HomeKey Events for Financial Markets in the Week Ahead

Key Events for Financial Markets in the Week Ahead

The week ahead starts slowly with no important economic events on Monday. Despite the President of the European Central Bank (ECB), Christine Lagarde, holding two speeches today, the focus this week will be on Wednesday’s Federal Open Market Committee (FOMC) Statement and the press conference that follows shortly after. 

The ECB last Thursday delivered an ambiguous message to financial markets. Its statement, while emphasizing the loosen financial conditions in the Euro area, ended up being perceived by the markets as slightly hawkish. As such, the Euro pairs ended the week with a bullish tone, something that persists at the opening of today’s London session.

German VAT and Vaccines Rollout

Europe faces a difficult week. The coronavirus pandemic ravages major countries in Europe, and it threatens to do so still. The pharmaceutical companies announced delays in the delivery of vaccines, and so Europe is well behind others in terms of vaccine rollout.

********

▸ Assigned task: In the market week-ahead preview, how did markets perceive the ECB's statement from last Thursday?

▸ Dataset excerpts:
********

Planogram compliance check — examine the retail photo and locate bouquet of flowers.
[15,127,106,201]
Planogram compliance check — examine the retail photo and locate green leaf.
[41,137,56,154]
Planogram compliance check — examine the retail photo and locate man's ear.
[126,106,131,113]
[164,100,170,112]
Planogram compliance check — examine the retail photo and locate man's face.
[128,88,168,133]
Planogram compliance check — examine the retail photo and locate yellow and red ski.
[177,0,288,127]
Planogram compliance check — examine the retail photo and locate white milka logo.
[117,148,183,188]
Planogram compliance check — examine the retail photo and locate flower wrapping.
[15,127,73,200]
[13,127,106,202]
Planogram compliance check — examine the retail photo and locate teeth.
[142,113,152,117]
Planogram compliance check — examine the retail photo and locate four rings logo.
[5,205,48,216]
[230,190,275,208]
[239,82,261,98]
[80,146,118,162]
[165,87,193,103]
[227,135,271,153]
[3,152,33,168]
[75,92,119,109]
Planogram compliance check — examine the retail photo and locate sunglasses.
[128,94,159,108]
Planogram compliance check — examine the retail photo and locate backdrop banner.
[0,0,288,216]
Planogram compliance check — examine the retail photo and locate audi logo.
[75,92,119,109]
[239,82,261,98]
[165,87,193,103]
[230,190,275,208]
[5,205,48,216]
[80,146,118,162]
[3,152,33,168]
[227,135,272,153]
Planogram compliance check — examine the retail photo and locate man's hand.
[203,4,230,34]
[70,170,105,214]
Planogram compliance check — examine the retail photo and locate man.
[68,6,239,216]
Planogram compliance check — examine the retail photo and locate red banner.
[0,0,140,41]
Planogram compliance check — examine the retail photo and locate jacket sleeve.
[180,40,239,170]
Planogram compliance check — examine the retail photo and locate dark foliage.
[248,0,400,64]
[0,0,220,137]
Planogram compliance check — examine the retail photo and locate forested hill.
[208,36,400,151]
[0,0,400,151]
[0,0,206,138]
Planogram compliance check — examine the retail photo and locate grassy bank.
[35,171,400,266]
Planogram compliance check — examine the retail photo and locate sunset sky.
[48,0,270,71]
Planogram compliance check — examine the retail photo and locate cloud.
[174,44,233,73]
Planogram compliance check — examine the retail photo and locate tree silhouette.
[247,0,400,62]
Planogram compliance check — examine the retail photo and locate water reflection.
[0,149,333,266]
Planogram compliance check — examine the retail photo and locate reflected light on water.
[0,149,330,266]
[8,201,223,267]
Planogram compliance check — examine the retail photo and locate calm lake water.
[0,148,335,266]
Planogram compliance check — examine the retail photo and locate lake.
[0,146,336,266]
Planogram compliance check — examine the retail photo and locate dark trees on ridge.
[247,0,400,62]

********

▸ Solution to this problem: As slightly hawkish.